::: SUPPLIED DATA
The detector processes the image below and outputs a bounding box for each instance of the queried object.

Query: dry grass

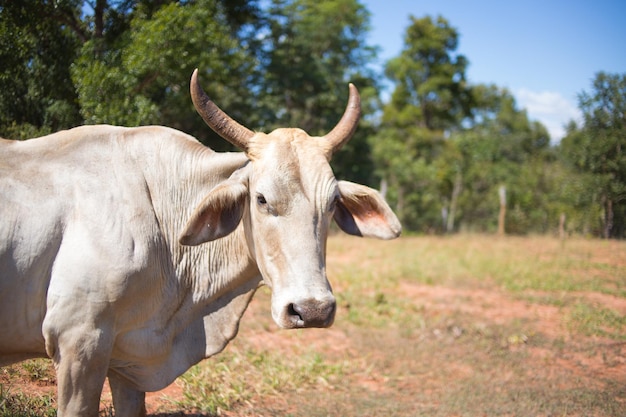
[0,235,626,417]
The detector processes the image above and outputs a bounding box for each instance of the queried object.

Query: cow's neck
[134,136,258,304]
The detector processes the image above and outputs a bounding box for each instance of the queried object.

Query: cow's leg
[43,299,112,417]
[109,372,146,417]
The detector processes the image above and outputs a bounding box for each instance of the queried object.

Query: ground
[0,238,626,417]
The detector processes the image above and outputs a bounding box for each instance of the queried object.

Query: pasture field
[0,235,626,417]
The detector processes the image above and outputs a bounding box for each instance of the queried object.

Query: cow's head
[180,70,401,328]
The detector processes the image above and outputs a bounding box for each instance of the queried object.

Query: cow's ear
[178,180,248,246]
[334,181,402,239]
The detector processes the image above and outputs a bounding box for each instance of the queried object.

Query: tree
[561,72,626,238]
[372,16,471,231]
[0,0,260,147]
[0,0,81,139]
[450,85,556,233]
[72,0,254,149]
[260,0,379,185]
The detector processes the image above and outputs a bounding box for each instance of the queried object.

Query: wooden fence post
[498,185,506,236]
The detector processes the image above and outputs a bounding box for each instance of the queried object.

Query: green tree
[72,0,254,148]
[0,0,261,146]
[371,16,471,232]
[260,0,379,183]
[561,72,626,238]
[450,85,558,233]
[0,0,81,139]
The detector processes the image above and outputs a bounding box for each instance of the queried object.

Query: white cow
[0,71,401,417]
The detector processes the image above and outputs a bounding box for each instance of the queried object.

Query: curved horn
[189,68,254,151]
[325,83,361,153]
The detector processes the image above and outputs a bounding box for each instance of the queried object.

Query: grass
[0,235,626,417]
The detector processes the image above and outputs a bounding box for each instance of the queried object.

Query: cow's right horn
[189,68,254,151]
[325,83,361,153]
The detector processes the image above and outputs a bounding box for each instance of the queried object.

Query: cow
[0,69,401,417]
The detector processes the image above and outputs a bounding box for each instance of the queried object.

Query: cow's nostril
[287,303,304,327]
[286,299,336,327]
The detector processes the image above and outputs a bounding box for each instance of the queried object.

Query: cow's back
[0,126,171,363]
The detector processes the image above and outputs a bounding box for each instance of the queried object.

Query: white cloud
[515,88,581,143]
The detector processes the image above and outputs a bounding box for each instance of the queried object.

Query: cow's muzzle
[285,297,337,328]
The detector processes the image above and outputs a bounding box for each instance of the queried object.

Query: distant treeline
[0,0,626,238]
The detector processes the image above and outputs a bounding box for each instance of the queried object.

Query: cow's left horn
[189,68,254,151]
[325,83,361,153]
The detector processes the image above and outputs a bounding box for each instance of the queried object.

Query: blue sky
[361,0,626,141]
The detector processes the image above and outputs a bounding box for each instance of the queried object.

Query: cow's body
[0,70,400,416]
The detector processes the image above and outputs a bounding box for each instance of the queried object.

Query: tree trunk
[446,172,463,233]
[498,185,506,236]
[604,198,613,239]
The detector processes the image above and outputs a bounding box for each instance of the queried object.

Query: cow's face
[180,68,401,328]
[244,129,340,328]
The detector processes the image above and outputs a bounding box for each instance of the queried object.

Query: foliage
[561,72,626,238]
[0,0,626,238]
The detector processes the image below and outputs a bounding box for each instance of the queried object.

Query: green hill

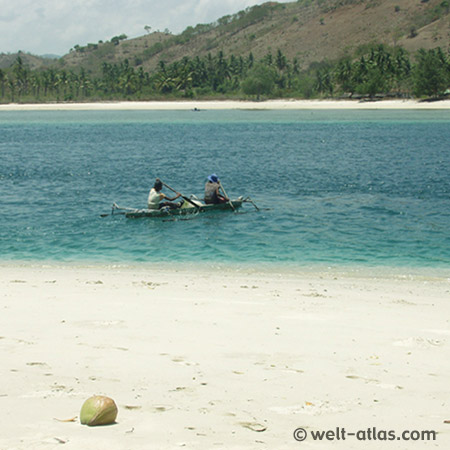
[0,0,450,102]
[61,0,450,73]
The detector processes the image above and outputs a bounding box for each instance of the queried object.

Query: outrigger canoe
[111,197,259,219]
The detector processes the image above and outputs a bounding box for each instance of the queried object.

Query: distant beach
[0,100,450,111]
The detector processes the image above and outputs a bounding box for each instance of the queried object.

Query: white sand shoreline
[0,99,450,112]
[0,263,450,450]
[0,260,450,281]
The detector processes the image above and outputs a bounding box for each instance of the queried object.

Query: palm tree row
[0,45,450,102]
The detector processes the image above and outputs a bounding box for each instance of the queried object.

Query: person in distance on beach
[147,178,181,209]
[205,173,230,205]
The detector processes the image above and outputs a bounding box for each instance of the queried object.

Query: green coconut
[80,395,117,427]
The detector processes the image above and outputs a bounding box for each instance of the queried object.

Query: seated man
[205,173,230,205]
[147,178,181,209]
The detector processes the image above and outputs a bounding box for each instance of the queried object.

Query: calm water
[0,111,450,268]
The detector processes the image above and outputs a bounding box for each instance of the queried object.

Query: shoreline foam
[0,100,450,112]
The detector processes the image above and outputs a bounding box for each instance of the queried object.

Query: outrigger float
[106,197,259,219]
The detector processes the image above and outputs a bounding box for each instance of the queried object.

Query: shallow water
[0,110,450,268]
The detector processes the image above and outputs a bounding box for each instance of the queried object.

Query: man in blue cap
[205,173,230,205]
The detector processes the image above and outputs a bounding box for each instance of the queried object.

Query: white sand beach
[0,99,450,112]
[0,264,450,450]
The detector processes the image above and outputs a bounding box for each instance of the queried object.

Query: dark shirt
[205,181,220,204]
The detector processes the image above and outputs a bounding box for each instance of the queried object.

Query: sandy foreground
[0,100,450,112]
[0,264,450,450]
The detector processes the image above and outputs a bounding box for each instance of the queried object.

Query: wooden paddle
[219,180,236,212]
[159,179,200,209]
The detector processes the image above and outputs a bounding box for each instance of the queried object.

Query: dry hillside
[0,0,450,73]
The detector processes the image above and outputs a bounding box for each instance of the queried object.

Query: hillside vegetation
[0,0,450,102]
[58,0,450,73]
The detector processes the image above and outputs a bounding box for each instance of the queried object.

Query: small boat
[111,197,258,219]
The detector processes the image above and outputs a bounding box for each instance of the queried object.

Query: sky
[0,0,282,56]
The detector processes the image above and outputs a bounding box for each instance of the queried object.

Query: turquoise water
[0,110,450,268]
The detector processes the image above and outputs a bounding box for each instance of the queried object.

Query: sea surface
[0,110,450,269]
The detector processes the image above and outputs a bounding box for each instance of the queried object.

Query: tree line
[0,45,450,103]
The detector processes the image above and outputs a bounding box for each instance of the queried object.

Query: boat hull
[124,200,243,219]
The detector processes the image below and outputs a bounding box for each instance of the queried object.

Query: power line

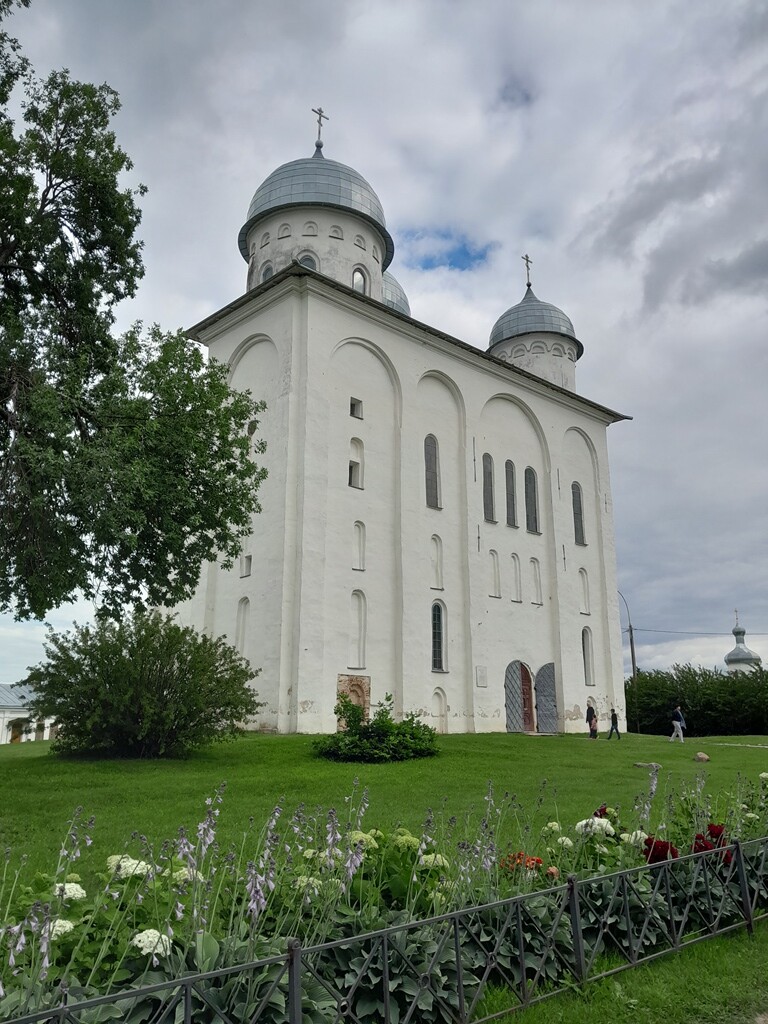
[622,626,768,637]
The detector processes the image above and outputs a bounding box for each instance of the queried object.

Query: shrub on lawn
[314,693,437,764]
[23,611,261,758]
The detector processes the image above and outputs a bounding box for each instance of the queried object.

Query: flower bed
[0,773,768,1022]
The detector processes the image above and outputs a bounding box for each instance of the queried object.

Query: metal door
[504,662,534,732]
[534,662,557,732]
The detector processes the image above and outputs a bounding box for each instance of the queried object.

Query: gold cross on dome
[520,253,534,288]
[312,106,329,142]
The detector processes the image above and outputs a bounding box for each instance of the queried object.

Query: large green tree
[0,6,264,617]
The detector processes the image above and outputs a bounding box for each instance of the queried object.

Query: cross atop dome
[312,106,331,157]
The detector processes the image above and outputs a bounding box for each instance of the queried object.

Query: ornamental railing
[7,837,768,1024]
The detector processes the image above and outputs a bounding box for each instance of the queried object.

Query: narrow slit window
[424,434,440,509]
[432,601,445,672]
[482,452,496,522]
[570,481,587,545]
[504,459,517,526]
[525,466,539,534]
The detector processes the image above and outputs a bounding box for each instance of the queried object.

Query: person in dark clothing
[607,708,622,739]
[670,705,687,743]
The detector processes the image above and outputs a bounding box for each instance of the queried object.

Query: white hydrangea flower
[394,835,421,850]
[323,879,344,899]
[618,828,648,846]
[54,882,88,899]
[349,828,379,850]
[421,853,449,867]
[131,928,171,956]
[574,817,616,836]
[294,874,323,896]
[50,918,75,942]
[106,853,152,879]
[171,865,203,886]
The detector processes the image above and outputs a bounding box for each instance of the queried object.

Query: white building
[178,134,625,732]
[723,616,762,675]
[0,683,56,743]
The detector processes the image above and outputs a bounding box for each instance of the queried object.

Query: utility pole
[616,590,640,732]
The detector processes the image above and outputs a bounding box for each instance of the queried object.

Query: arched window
[488,551,502,597]
[570,481,587,544]
[530,558,544,604]
[432,601,445,672]
[525,466,539,534]
[347,437,366,488]
[352,267,368,295]
[579,569,590,615]
[347,590,368,669]
[512,555,522,601]
[352,520,366,569]
[504,459,517,526]
[582,626,595,686]
[234,597,251,654]
[429,534,442,590]
[424,434,440,509]
[482,452,496,522]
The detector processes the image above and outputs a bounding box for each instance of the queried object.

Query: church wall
[185,276,624,732]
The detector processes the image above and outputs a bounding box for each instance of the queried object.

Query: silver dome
[488,285,584,355]
[381,270,411,316]
[238,142,394,268]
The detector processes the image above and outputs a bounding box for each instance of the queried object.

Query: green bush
[314,693,437,764]
[23,611,261,758]
[626,665,768,736]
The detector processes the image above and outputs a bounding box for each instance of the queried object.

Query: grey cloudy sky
[0,0,768,681]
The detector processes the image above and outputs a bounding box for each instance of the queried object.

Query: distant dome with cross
[488,254,584,391]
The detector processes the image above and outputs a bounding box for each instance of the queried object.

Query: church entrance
[534,662,557,732]
[8,718,27,743]
[504,662,536,732]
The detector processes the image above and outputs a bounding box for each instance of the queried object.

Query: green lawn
[0,734,768,1024]
[0,733,768,868]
::::::
BRIEF - Reproduce the data from its first line through the line containing "[180,70,401,328]", substituting "returns" for every "outputs" and changing nothing else. Leave the pictures out of your copy.

THE REPLY -
The detector processes the image below and returns a bounding box for each instance of the queried object.

Query: dry grass

[0,235,626,417]
The detector processes the image above and returns a bounding box for each instance of the queried object.

Query: cow's neck
[134,136,258,304]
The detector processes the image above and returns a bounding box for each instance of the queried object.

Query: cow's leg
[43,299,112,417]
[109,372,146,417]
The detector processes the image above and returns a bounding box for each instance of the queried object.

Query: ground
[0,238,626,417]
The detector processes the image above and returns a bounding box for each instance of the queried object.

Query: pasture field
[0,235,626,417]
The detector processes the image above and returns a bounding box for each instance of the queried object.

Query: cow's head
[180,70,401,328]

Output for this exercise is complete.